● EXERCISE AIM: Down to the last character, repeat the entries beneath this task.

----- EXTRACTED INFORMATION

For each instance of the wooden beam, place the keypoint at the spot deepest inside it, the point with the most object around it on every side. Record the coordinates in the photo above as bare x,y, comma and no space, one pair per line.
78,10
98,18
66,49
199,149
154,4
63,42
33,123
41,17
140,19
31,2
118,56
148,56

----------

● SOLUTION TO THIS PROBLEM:
For each instance of the wooden beam, place the keypoint at the spot deepest inside it, the point with the most object around it on every side. Record the coordinates in the photo above as bare x,y, comma and no space, one pair per line.
78,10
98,18
66,49
199,149
154,4
63,42
33,123
41,17
140,19
31,2
118,56
148,56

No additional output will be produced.